If you riffle past
the Alous and just beyond the Boyers in The Baseball Encyclopedia, pausing
before the Conigliaros and the DiMaggios, you'll find a major league baseball
family almost as big as any of them, the two sets of Boyle brothers: Jack and
Eddie and their nephews Buzz and Jim. Of those Cincinnatians, Jimmie Boyle had
the shortest professional career--indeed, the shortest possible professional
career--playing a single inning of a single game for the New York Giants at the
Polo Grounds 80 years ago this summer.
And while more
than 900 men have appeared in one--and only one--game in the majors, Boyle did
so without ever setting foot in the minors. "Not on the way up," says
his son, Patrick, "and not on the way down."
It's an
extraordinary trick, like painting one fresco on the Sistine ceiling without a
ladder, but Jimmie Boyle remains an elusive figure, a less-celebrated version
of Moonlight Graham, who made one appearance for the same Giants--and the same
manager, John McGraw--in 1905.
Graham gained
global fame when Burt Lancaster played him in Field of Dreams. Boyle was
fleetingly famous after graduating from Xavier in 1926, when he promptly joined
the Giants for $250 a month, his every workout breathlessly chronicled in The
New York Times, in which Boyle shared the sports pages with Ty Cobb and Babe
Ruth, Bobby Jones and Bill Tilden.
There were 40,000
fans at the Polo Grounds on June 20, 1926, to see the Giants host the Pirates.

→ REQUIREMENTS:
- a) In the piece on Jimmie Boyle, what monthly salary did the Giants pay him when he joined them in 1926?
- b) Name every athlete that the piece on Jimmie Boyle says shared The New York Times sports pages with him.

→ EXCERPTED RECORDS:

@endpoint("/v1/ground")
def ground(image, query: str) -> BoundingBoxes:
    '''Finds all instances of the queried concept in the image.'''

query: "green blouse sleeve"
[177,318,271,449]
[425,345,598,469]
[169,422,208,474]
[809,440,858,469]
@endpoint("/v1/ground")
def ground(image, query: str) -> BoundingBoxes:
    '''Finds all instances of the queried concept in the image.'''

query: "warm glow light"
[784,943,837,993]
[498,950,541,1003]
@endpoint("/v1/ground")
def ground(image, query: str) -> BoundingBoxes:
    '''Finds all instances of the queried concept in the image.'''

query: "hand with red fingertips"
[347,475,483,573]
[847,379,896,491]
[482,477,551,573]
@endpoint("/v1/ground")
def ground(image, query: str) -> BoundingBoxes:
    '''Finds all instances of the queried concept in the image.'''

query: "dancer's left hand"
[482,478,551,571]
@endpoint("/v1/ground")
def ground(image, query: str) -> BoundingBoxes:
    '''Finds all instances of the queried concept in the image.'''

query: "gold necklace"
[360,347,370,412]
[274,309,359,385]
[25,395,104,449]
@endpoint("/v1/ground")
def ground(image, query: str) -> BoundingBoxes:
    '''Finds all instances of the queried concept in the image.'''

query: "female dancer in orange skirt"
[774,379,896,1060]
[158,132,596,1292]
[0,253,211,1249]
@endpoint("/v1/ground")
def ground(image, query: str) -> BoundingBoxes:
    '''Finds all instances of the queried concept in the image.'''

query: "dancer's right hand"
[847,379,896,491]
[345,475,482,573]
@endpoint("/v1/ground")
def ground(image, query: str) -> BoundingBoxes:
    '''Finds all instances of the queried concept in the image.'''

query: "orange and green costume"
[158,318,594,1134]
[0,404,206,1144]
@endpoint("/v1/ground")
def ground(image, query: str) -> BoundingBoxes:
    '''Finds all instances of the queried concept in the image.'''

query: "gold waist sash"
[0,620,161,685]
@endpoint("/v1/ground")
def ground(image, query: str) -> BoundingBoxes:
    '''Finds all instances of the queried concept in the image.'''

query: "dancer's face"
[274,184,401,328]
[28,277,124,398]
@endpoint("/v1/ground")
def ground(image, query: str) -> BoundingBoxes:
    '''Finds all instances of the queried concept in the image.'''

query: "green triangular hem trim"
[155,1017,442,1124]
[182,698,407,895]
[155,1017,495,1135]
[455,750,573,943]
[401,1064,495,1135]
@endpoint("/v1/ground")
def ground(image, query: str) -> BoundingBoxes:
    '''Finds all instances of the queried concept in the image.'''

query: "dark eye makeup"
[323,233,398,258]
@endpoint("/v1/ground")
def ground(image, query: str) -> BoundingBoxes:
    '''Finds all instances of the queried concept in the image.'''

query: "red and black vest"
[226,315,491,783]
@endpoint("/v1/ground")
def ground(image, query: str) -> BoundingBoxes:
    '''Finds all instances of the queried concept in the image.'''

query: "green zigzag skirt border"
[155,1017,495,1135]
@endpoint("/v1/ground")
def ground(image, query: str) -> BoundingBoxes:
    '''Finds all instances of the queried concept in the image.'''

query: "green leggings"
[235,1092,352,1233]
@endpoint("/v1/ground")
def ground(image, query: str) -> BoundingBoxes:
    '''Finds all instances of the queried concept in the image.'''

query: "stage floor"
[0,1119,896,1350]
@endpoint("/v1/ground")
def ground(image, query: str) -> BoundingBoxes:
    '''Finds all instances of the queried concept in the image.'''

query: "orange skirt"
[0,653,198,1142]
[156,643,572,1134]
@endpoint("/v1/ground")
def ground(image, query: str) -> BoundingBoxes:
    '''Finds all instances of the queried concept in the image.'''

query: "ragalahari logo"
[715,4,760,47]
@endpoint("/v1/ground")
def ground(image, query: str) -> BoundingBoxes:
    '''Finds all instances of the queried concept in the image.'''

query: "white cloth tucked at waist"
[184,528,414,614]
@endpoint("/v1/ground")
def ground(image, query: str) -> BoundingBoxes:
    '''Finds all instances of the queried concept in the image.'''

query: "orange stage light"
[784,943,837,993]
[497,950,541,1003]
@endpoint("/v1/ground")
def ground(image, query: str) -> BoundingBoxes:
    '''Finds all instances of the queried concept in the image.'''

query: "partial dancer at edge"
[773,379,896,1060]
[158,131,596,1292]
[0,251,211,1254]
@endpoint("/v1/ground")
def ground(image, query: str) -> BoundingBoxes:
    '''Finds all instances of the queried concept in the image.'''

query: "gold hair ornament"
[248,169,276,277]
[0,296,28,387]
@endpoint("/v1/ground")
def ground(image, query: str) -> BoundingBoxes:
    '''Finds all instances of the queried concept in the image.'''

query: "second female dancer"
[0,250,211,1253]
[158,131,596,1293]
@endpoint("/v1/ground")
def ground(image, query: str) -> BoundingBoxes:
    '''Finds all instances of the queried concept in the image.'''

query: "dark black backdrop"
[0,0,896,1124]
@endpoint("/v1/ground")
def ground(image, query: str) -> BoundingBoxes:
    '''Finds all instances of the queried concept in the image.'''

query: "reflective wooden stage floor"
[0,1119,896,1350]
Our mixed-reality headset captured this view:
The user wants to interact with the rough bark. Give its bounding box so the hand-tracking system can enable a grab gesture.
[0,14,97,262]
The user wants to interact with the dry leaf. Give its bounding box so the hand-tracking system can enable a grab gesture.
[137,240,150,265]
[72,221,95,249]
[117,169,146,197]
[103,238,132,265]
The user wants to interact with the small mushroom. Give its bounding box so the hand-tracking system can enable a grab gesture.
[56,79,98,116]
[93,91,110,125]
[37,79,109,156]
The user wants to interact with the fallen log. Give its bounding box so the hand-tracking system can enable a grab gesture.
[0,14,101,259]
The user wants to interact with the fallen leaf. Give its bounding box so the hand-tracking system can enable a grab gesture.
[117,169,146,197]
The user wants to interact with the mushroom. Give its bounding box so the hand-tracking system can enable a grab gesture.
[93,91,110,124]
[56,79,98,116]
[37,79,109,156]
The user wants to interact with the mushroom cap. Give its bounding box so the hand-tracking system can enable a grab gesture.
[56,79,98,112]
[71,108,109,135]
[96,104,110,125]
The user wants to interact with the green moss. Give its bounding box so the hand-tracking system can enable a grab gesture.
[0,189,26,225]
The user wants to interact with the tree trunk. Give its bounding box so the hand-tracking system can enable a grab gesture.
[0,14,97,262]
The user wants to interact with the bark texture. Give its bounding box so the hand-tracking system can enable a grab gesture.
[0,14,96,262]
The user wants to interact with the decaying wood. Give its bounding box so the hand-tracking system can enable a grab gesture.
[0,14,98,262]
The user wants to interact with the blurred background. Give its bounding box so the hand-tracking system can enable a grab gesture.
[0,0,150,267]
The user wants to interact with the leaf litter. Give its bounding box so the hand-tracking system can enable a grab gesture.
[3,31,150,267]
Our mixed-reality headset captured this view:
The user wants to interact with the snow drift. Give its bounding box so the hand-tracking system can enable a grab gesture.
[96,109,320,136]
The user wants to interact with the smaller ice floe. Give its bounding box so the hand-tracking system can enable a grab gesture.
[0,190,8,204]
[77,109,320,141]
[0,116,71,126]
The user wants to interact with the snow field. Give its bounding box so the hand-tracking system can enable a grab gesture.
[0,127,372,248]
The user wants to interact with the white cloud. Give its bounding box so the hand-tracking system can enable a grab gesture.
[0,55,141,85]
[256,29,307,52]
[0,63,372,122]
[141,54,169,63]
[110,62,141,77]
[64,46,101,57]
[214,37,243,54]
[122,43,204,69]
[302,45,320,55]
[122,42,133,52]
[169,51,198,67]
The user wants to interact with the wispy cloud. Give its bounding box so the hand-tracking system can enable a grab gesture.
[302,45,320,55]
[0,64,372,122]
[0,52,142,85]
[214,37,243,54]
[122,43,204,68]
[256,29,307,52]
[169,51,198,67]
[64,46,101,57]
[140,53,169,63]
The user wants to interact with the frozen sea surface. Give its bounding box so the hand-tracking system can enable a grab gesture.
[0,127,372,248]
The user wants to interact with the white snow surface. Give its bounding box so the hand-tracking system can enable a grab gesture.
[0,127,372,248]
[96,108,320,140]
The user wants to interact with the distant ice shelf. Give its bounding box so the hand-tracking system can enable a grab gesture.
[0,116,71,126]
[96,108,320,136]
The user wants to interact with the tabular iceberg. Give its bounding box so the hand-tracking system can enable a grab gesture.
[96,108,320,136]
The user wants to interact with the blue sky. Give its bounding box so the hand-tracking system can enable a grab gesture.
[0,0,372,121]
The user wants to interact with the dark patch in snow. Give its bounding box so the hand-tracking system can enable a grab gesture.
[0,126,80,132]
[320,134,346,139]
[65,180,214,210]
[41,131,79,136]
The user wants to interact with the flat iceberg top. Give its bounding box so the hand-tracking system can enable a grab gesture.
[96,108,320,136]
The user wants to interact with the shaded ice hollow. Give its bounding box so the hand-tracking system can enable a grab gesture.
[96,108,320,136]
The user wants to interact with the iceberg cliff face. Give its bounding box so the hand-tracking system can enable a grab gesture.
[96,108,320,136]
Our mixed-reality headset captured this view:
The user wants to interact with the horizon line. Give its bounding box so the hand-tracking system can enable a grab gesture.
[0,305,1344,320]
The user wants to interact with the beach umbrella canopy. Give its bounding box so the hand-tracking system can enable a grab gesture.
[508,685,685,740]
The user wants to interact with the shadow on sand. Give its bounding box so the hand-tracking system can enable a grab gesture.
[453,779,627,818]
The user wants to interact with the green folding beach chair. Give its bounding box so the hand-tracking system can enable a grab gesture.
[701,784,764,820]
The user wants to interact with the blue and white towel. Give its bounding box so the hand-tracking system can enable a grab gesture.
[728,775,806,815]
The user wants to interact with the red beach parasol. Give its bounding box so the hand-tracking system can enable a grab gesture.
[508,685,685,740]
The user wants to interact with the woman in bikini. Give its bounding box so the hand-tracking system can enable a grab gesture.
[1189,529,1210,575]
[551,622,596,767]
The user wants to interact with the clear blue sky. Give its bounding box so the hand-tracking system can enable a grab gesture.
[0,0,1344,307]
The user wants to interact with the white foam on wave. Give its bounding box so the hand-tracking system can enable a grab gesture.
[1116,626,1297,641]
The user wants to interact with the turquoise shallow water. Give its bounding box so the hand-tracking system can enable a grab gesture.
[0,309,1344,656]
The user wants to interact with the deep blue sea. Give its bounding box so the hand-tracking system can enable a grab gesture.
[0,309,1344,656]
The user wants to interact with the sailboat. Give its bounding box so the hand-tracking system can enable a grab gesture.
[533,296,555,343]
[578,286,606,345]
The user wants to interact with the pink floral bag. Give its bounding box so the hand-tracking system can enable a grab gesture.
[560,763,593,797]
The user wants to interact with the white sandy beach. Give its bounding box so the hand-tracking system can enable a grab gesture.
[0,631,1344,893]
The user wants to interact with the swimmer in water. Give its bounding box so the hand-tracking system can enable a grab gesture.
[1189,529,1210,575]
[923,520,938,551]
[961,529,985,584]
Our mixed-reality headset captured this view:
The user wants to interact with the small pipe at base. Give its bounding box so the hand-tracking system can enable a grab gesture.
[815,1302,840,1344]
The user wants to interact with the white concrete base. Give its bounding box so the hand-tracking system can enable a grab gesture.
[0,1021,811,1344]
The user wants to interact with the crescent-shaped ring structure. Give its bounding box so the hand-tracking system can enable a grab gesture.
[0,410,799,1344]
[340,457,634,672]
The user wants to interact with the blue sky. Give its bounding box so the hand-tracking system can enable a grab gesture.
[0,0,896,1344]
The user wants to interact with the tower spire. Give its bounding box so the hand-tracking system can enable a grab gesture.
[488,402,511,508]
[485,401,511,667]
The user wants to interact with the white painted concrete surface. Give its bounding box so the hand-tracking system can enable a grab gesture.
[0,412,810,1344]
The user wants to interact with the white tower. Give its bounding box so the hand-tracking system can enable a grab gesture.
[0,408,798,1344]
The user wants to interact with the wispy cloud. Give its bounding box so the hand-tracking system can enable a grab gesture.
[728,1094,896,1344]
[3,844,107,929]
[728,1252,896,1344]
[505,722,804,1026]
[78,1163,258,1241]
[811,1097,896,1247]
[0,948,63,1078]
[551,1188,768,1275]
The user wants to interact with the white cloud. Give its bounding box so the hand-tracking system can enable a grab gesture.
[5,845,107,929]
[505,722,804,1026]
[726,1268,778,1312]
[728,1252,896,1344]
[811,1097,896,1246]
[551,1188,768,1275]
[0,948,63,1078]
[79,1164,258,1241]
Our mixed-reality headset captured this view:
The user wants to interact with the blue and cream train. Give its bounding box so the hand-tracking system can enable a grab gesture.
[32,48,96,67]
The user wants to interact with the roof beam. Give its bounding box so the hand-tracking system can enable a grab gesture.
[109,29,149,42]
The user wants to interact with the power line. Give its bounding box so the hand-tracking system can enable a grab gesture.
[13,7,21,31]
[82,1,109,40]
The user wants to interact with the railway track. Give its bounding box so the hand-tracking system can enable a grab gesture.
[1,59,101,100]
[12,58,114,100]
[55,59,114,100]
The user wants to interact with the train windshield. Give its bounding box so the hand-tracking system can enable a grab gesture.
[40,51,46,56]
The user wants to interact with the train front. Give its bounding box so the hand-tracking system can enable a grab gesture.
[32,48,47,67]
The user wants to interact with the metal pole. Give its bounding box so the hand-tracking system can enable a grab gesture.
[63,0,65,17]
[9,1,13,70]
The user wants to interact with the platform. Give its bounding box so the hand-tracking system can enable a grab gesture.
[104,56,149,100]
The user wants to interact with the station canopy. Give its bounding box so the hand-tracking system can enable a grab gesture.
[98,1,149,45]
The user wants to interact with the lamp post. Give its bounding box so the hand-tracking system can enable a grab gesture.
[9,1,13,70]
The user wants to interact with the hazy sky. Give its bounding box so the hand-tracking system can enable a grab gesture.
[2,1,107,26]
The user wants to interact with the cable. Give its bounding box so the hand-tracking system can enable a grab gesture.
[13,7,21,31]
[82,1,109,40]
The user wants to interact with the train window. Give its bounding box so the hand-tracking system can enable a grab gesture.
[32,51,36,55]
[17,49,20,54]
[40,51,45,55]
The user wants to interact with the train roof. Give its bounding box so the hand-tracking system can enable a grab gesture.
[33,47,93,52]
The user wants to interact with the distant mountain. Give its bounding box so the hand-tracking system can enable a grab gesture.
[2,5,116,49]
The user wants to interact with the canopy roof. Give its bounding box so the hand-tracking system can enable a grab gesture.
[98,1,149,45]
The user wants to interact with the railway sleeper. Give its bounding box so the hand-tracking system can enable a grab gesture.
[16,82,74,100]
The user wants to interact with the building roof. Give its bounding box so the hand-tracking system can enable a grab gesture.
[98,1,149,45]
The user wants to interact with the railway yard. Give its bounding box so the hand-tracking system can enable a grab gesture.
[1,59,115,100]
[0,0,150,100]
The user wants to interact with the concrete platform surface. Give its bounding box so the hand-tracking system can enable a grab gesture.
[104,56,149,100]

→ RESPONSES BY TASK:
- a) $250 a month.

- b) Ty Cobb, Babe Ruth, Bobby Jones and Bill Tilden.